* EXERCISE INSTRUCTIONS
Copy the listing from its first line through the line containing "point(75, 174)", including that line and the requests. Shift every coordinate in the marked answers up by 32, and leave the sample points in the requests unchanged.

#### ENTRIES

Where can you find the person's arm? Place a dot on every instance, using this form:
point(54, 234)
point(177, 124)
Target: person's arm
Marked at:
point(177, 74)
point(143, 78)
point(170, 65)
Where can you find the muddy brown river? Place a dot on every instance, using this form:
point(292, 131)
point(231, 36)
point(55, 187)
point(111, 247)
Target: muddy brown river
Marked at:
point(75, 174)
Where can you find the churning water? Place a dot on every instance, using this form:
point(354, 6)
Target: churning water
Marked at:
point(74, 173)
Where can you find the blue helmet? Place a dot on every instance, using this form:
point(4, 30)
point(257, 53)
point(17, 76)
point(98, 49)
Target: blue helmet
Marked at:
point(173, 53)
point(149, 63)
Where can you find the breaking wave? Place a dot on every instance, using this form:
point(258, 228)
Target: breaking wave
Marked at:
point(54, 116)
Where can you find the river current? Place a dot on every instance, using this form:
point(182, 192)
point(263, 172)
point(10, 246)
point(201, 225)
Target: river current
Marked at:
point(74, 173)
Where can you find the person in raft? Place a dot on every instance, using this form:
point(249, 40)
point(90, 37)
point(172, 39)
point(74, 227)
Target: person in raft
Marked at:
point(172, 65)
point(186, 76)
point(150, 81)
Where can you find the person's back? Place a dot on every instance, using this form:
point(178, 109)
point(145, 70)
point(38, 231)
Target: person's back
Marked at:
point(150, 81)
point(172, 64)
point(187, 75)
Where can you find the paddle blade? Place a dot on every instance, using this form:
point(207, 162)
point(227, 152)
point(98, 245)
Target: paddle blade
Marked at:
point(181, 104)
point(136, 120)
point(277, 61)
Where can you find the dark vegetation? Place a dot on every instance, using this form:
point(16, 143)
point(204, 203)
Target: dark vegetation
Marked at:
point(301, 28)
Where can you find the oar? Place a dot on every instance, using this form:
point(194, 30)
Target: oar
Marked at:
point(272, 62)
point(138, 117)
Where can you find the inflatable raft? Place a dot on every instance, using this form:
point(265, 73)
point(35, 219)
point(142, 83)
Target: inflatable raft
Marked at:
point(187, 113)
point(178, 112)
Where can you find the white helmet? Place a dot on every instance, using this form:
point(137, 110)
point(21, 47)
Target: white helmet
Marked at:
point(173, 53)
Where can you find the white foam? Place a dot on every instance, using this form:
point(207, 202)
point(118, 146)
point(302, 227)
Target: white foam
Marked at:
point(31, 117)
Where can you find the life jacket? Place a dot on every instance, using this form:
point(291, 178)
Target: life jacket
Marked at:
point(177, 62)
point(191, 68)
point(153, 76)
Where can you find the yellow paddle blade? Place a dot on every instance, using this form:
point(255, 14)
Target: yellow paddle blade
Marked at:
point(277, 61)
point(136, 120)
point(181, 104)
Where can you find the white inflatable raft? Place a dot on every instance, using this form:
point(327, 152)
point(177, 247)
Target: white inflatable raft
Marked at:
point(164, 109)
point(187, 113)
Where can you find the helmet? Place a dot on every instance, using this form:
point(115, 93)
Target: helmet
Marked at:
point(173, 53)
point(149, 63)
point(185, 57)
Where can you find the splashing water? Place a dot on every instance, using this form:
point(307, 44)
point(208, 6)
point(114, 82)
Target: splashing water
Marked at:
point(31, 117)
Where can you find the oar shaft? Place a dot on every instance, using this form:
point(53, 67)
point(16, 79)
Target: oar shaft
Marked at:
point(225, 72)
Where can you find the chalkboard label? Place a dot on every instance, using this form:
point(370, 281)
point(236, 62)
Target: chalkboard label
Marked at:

########

* EXERCISE RESPONSE
Where can you find the person's arm? Place a dot on every instance, using this form:
point(54, 234)
point(177, 124)
Target: person's arm
Marked at:
point(209, 106)
point(175, 110)
point(202, 97)
Where can you find the muddy brown river? Place a dot on every instance, using this form:
point(292, 131)
point(231, 36)
point(55, 187)
point(111, 247)
Target: muddy brown river
Marked at:
point(107, 206)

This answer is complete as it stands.